■ **STATED TASK**
Please copy out the material below word for word, every line of it.

■ **RAW DATA**
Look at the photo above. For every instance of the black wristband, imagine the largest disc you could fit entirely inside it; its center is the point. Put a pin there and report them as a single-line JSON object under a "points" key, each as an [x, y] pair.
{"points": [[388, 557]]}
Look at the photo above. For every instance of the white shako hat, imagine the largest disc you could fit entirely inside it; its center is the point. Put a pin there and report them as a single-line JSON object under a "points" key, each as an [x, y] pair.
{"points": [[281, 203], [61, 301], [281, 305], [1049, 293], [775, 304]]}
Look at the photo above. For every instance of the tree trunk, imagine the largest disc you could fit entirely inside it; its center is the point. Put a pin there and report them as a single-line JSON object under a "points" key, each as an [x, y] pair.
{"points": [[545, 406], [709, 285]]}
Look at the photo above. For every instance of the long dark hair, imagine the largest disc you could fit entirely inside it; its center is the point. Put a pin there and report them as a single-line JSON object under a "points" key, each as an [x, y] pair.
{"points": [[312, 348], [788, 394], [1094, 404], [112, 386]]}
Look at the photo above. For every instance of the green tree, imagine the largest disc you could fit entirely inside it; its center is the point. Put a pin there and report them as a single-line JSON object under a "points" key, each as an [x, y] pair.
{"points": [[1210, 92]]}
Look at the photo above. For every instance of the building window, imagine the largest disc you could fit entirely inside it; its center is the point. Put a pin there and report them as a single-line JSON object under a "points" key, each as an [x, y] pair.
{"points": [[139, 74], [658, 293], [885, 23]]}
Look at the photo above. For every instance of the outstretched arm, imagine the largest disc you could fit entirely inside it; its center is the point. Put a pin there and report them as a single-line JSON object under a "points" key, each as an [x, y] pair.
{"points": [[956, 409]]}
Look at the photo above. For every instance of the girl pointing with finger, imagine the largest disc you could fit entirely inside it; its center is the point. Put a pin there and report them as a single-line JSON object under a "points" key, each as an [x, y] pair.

■ **THE SOLUTION**
Look at the photo above. For every instance of the black wristband, imagine the largest disc you could fit entirely inside it; its center is the point. Put a pin there and report them as a single-line JSON object under a "points" key, each as an [x, y] pair.
{"points": [[388, 557]]}
Look at the photo above. For every instance of the white shako hat, imagine the largest disc you could fit entirely inside it; its center is the point. Put a pin there and report them as a single-line JSON object under a "points" key, each as an [x, y] pair.
{"points": [[281, 203], [61, 301], [281, 305], [1049, 293], [775, 304]]}
Look at the photo above. For every instance of the tree trunk, imagine the largest disc you could fit entirely inside it; its center is the point. Put a pin there and report them as a single-line JSON object under a "points" key, each as an [x, y] pair.
{"points": [[545, 406], [709, 285]]}
Look at the photo above. For every instance of the long dark hair, imagine the largest disc you could fit entirely inside it; its center is the point. Put a pin there and report them as a single-line JSON object under a "points" key, each as an [x, y] pair.
{"points": [[312, 348], [788, 394], [1094, 404], [112, 386]]}
Look at the photo above. For every instance of the green tree, imagine the largest disc you could fit entirely inside it; its center is the point. Put a pin there and report them as a single-line JSON object under a "points" key, each as an [x, y] pair.
{"points": [[1210, 92]]}
Look at the photo above. For every instance of the building window, imagine the largest disc you could fit entirely inside it; its center is the point. Put a pin there and report them as a single-line JSON object under a "points" key, each as an [x, y] pair.
{"points": [[139, 74], [658, 293], [885, 23]]}
Look at the photo above. For every instance of the outstretched arm, imagine the largest disc you could fit entirely inside it; its center is the point. Put a pin there and report them as a single-line JSON object under a "points" key, each as an [x, y] pair.
{"points": [[956, 409]]}
Look at the photo above. For every instance of the girl pointing with finger, imagine the largest disc you could fit entirely inside it; its center is the point. Put a pin there and report them as a single-line JSON object under a "points" key, each as an [x, y] pair.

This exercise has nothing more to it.